Pick every line from the data below that contains the string "handle" and copy it.

====== RECORDS TO PROCESS ======

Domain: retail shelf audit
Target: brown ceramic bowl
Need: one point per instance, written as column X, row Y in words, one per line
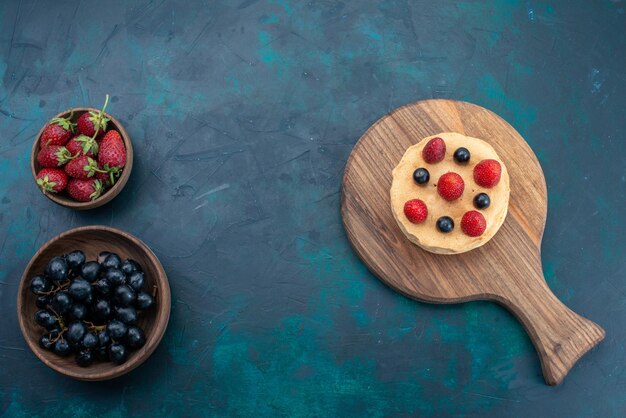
column 62, row 198
column 92, row 240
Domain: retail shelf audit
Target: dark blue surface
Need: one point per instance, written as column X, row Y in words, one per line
column 242, row 115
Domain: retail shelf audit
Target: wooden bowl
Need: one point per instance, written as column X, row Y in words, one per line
column 92, row 240
column 62, row 198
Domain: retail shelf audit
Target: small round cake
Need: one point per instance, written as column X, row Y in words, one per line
column 450, row 193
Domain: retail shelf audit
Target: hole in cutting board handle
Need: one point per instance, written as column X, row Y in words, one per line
column 559, row 335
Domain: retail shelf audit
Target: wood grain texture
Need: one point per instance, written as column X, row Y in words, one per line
column 92, row 240
column 507, row 269
column 63, row 198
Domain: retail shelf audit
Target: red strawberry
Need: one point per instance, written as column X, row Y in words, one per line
column 487, row 173
column 82, row 144
column 57, row 132
column 105, row 179
column 473, row 223
column 82, row 167
column 450, row 186
column 53, row 156
column 51, row 180
column 84, row 190
column 112, row 154
column 416, row 211
column 434, row 151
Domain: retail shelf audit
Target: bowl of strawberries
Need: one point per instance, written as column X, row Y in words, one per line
column 82, row 158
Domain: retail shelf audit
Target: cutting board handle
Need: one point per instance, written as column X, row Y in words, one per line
column 560, row 335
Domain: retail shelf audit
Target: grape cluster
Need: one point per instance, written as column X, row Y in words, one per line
column 90, row 308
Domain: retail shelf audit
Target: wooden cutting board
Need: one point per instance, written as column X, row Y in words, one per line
column 506, row 270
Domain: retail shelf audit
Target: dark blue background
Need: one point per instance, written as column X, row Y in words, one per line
column 242, row 115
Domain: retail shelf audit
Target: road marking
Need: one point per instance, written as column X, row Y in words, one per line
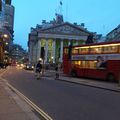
column 35, row 107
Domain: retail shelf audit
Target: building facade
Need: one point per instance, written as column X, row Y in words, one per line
column 6, row 29
column 47, row 40
column 114, row 35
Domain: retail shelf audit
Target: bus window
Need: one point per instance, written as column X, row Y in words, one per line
column 83, row 50
column 66, row 50
column 110, row 49
column 74, row 51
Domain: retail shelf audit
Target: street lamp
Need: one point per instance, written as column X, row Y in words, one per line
column 3, row 38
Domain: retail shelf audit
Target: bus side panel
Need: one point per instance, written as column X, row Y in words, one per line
column 80, row 72
column 66, row 67
column 95, row 73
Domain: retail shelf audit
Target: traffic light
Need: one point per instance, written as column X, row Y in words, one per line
column 42, row 53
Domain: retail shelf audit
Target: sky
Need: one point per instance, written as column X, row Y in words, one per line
column 99, row 16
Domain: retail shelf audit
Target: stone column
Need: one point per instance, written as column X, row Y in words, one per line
column 54, row 52
column 46, row 51
column 61, row 51
column 38, row 50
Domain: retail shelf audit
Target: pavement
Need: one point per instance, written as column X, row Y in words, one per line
column 112, row 86
column 12, row 107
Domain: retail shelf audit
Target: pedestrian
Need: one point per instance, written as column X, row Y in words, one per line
column 57, row 69
column 39, row 69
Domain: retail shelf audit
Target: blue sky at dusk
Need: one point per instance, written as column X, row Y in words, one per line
column 99, row 16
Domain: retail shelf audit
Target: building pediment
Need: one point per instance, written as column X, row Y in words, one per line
column 66, row 28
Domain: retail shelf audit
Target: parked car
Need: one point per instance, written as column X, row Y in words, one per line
column 29, row 66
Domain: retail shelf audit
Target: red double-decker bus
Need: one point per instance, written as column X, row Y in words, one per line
column 99, row 61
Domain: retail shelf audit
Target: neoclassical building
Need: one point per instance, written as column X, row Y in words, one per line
column 50, row 38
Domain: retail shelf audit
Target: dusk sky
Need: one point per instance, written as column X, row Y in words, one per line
column 99, row 16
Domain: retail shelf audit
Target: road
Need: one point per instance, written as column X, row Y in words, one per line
column 64, row 100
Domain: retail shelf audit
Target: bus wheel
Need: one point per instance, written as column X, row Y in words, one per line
column 110, row 77
column 73, row 74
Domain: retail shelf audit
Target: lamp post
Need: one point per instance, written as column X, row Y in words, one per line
column 3, row 38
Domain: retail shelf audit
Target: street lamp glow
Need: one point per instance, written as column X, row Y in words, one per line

======

- YOUR SOLUTION:
Target: hole in cutting board handle
Target: cutting board handle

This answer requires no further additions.